#### [Exercise description]
What is needed is an exact transcription of every entry below.

#### [Study material]

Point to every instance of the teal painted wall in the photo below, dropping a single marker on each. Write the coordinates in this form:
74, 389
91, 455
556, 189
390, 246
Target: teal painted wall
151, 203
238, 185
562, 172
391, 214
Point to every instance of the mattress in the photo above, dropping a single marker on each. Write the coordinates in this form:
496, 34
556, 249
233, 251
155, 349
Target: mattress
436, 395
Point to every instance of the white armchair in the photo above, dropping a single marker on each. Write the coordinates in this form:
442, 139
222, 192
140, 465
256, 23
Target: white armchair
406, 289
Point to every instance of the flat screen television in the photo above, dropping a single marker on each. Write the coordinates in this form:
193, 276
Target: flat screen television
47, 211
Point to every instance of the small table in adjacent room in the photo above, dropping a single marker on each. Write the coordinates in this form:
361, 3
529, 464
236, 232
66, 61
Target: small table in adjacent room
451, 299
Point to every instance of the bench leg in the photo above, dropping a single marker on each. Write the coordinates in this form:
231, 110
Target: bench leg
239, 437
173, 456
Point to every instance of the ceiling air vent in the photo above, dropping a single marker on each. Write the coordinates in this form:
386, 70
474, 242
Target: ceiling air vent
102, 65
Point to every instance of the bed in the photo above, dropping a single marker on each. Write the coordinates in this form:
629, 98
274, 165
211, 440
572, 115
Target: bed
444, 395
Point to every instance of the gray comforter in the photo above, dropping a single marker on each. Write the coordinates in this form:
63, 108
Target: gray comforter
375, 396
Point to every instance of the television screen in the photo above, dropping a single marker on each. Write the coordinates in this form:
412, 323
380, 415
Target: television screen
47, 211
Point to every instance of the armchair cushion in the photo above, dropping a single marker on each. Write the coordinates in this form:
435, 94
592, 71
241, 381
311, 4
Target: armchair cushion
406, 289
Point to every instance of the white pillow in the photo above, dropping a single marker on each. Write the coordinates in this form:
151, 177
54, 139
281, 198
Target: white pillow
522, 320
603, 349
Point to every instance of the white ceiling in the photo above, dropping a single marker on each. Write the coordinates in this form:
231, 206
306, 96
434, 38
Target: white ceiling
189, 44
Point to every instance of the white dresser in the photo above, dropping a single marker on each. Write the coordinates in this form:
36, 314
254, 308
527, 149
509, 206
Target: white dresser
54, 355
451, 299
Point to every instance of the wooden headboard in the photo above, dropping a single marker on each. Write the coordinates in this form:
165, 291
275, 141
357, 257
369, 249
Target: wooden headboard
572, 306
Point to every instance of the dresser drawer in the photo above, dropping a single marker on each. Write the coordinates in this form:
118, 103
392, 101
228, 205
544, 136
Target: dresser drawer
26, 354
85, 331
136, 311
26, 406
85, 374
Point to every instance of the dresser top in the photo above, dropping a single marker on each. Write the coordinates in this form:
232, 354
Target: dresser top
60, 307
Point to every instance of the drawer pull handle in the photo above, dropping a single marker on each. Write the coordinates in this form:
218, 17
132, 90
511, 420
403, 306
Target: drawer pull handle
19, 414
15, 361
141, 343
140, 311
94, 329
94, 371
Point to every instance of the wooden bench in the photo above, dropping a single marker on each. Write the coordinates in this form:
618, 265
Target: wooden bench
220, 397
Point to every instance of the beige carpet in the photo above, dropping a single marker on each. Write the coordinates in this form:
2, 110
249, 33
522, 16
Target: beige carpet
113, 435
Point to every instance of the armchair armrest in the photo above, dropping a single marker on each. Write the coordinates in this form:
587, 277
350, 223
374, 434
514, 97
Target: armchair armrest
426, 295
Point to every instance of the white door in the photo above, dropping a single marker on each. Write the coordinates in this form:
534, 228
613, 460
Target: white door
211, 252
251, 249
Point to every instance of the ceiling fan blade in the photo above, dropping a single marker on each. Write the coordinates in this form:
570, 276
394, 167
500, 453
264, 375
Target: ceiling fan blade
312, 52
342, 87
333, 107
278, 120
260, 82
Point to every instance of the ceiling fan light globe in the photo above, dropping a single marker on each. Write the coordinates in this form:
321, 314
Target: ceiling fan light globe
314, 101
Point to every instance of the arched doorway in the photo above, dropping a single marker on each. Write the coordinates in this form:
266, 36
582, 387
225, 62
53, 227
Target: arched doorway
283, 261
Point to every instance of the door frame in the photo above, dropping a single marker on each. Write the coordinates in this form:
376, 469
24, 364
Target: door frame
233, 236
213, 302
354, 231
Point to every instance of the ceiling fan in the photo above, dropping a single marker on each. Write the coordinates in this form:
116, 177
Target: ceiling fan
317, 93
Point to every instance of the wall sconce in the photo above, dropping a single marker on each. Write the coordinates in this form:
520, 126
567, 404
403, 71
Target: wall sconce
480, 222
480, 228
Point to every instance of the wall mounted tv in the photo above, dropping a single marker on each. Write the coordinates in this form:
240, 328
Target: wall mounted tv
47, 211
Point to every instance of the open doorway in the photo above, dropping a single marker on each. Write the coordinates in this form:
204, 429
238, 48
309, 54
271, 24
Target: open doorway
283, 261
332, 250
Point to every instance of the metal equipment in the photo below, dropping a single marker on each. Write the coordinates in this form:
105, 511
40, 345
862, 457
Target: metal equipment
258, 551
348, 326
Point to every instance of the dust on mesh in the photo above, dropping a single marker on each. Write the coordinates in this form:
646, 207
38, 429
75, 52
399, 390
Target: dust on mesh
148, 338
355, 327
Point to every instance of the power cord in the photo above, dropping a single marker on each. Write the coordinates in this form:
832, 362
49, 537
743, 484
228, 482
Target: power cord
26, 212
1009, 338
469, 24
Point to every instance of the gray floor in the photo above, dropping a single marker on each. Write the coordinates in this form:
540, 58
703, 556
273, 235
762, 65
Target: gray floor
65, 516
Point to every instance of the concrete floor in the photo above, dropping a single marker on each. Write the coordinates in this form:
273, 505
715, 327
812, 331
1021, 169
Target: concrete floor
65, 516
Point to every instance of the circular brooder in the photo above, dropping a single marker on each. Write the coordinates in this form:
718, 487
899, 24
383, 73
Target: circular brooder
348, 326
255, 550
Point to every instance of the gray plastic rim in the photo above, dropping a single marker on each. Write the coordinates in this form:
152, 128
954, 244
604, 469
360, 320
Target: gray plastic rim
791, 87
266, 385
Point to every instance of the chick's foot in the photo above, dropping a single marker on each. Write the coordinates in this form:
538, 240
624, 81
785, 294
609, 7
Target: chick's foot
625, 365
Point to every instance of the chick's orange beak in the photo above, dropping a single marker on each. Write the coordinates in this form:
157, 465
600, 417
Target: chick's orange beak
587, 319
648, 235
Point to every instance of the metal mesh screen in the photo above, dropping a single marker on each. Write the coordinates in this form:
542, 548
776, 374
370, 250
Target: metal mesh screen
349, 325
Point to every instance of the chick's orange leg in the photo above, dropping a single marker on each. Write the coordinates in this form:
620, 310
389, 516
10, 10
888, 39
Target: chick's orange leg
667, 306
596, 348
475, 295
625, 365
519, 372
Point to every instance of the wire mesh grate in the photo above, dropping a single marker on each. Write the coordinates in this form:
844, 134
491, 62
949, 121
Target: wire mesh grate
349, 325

#### [Exercise solution]
Point to every instance of the teal painted wall in the photo below, dropping a single marker on each. Write the coordinates in this form:
74, 389
91, 455
556, 189
390, 246
Target: teal painted wall
151, 203
238, 185
562, 172
391, 214
Point to every instance of the mattress in the photo above, dropping a single marker on each. Write the coordinates in this form:
496, 34
556, 249
233, 251
155, 349
Target: mattress
436, 395
Point to every instance of the white armchair in the photo above, dropping a single marker on each. Write the coordinates in this form:
442, 139
222, 192
140, 465
256, 23
Target: white armchair
406, 289
Point to every instance of the flat screen television in the photo above, dropping a single marker on each. Write the coordinates in this form:
193, 276
Target: flat screen television
47, 211
Point to every instance of the small table in adjacent room in the photo above, dropping a single marker on each. Write the coordinates in this form:
361, 3
529, 464
236, 232
66, 61
Target: small table in adjacent room
451, 299
Point to every instance of the bench leg in the photo above, dropping a single marker on each. Write the coordinates in this form:
231, 110
Target: bench leg
239, 437
173, 456
Point to every instance of the ceiling air vent in the photo above, dropping a single marker on each. Write the coordinates in this form:
386, 70
474, 242
Target: ceiling air vent
102, 65
Point to every instance of the bed in the photo above, dropping a single marker on each. Write the coordinates in this form:
629, 98
274, 165
211, 440
572, 115
Target: bed
444, 395
Point to every instance of the gray comforter in the photo above, dropping a single marker on each. Write the coordinates in this form:
63, 108
Target: gray comforter
375, 396
Point to every instance of the television screen in the photo above, dropping a single marker on each. Write the coordinates in this form:
412, 323
380, 415
Target: television screen
47, 211
Point to every instance of the armchair cushion in the photo above, dropping a single marker on each. Write the coordinates in this form:
435, 94
592, 71
241, 381
311, 4
Target: armchair cushion
406, 289
Point to every instance of the white pillow in the photo above, dropping a single marker on each. Write the coordinates in this form:
151, 177
54, 139
281, 198
Target: white pillow
522, 320
603, 349
Point to every instance of the white ceiling in the photo above, dropping a single marker on each. Write the coordinates in this form:
231, 206
306, 96
434, 38
Target: white ceiling
189, 44
Point to every instance of the white dresser in the photo above, dropping a single marker on each. Write the coordinates in this form:
36, 314
254, 308
527, 149
509, 206
Target: white dresser
54, 355
451, 299
Point to every instance of the wooden headboard in the photo above, dropping a single marker on each. Write the coordinates in this form:
165, 291
275, 141
357, 257
369, 249
Target: wooden headboard
572, 306
Point to every instance of the dresser drawer in the photo above, dropping a single marker on each. Write the coordinates in this form:
118, 103
392, 101
228, 205
544, 136
Target: dresser drawer
26, 354
85, 331
136, 311
26, 406
85, 374
Point to every instance of the dresser top in the photo above, dropping a single marker on each. Write the coordinates in this form:
232, 354
Target: dresser top
60, 307
Point to every instance of the drawer pull handle in the photo above, dropping a single marker on each. Write the coordinates in this form:
218, 17
132, 90
511, 420
403, 306
Target: drawer pull handle
19, 414
15, 361
141, 343
140, 311
94, 329
94, 371
Point to every instance of the wooden bench in the photo above, dropping a single marker on each. Write the coordinates in this form:
618, 265
Target: wooden bench
220, 397
Point to every instance of the beige carpet in the photo above, dropping a single marker on each. Write the coordinates in this form:
2, 110
249, 33
522, 16
Target: beige carpet
113, 435
Point to every instance of the armchair armrest in the photo above, dropping a single marker on each. Write the coordinates in this form:
587, 277
350, 223
374, 434
514, 97
Target: armchair armrest
426, 295
Point to every instance of the white door in the photo above, dropping a single marker on each. Write the coordinates in this form:
534, 228
613, 460
Target: white door
211, 252
251, 249
Point to every instance of the ceiling fan blade in the photo above, dropping a single marker on each. Write the coordinates in this form:
570, 276
394, 167
500, 453
264, 375
Target: ceiling fan blade
312, 52
342, 87
333, 107
278, 120
260, 82
Point to every instance of the ceiling fan light globe in the photo above, dropping a single marker on each. Write the coordinates in this form:
321, 314
Target: ceiling fan light globe
314, 101
Point to every instance of the arched doorway in the photo above, dropping a single marker on each. Write the coordinates in this form:
266, 36
582, 387
225, 62
53, 227
Target: arched doorway
283, 261
Point to every instance of the door frame in the photo above, dropping a single marker on each. Write the coordinates in this form:
376, 469
24, 364
Target: door frame
233, 236
213, 302
354, 231
Point to every instance of the ceiling fan in the photo above, dropping a single marker on each. Write the coordinates in this form:
116, 177
Target: ceiling fan
317, 93
Point to every instance of the wall sconce in the photo above, dropping a single marker on each. Write the coordinates in this form:
520, 126
567, 404
403, 71
Target: wall sconce
480, 222
480, 228
Point to every instance of the wall mounted tv in the photo above, dropping a single marker on each. Write the coordinates in this form:
240, 328
Target: wall mounted tv
47, 211
Point to every instance of the open doorway in the photo above, dropping a single marker on each. Write the coordinates in this form:
204, 429
238, 48
309, 54
271, 24
Target: open doorway
283, 261
332, 250
Point to every instance of the metal equipment in the photo below, dropping a single marker on each. Write the coordinates in this form:
105, 511
40, 345
862, 457
Target: metal equipment
258, 551
348, 326
Point to every instance of the dust on mesh in the photo above, dropping a single marker on each. Write the coordinates in this form:
646, 207
38, 429
75, 52
399, 390
Target: dust on mesh
148, 338
355, 327
Point to every instance of the power cord in the photo above, dropping a single marker on each. Write the coordinates in this form:
832, 362
49, 537
743, 484
228, 482
Target: power cord
26, 212
1009, 338
469, 24
Point to every instance of the gray floor in the photo above, dropping a single marker on each. Write the coordinates in this form:
540, 58
703, 556
273, 235
762, 65
Target: gray floor
65, 516
Point to every instance of the concrete floor in the photo above, dropping a single marker on each. Write the coordinates in this form:
273, 505
715, 327
812, 331
1021, 169
Target: concrete floor
65, 516
Point to every instance of the circular brooder in the photo above, dropping a single marker on each. Write the coordinates in this form:
718, 487
899, 24
383, 73
Target: circular brooder
348, 326
255, 550
Point to every instance of the gray plastic rim in the photo above, dropping a single marker on each. Write the coordinates in this form:
152, 128
954, 244
604, 469
360, 320
Target: gray plastic rim
791, 87
266, 385
Point to every instance of the chick's foot in the photo above, dropping a single marker on each. Write the coordinates in this form:
538, 240
624, 81
785, 294
609, 7
Target: chick's foot
625, 365
Point to every instance of the chick's orange beak in the photo above, dropping a single marker on each. Write the coordinates in this form:
157, 465
600, 417
Target: chick's orange beak
587, 319
648, 235
Point to every instance of the metal mesh screen in the photo above, dropping a single marker on each. Write the coordinates in this form:
542, 548
776, 374
370, 250
Target: metal mesh screen
349, 325
Point to every instance of the chick's orange leg in the photo above, dropping a single marker on each. Write the coordinates in this form:
620, 310
389, 516
10, 10
888, 39
Target: chick's orange leg
667, 306
596, 348
475, 295
625, 365
519, 372
Point to every instance of the wire mesh grate in the photo above, dropping a single marker on each. Write the coordinates in this form:
844, 134
491, 62
949, 121
Target: wire mesh grate
349, 325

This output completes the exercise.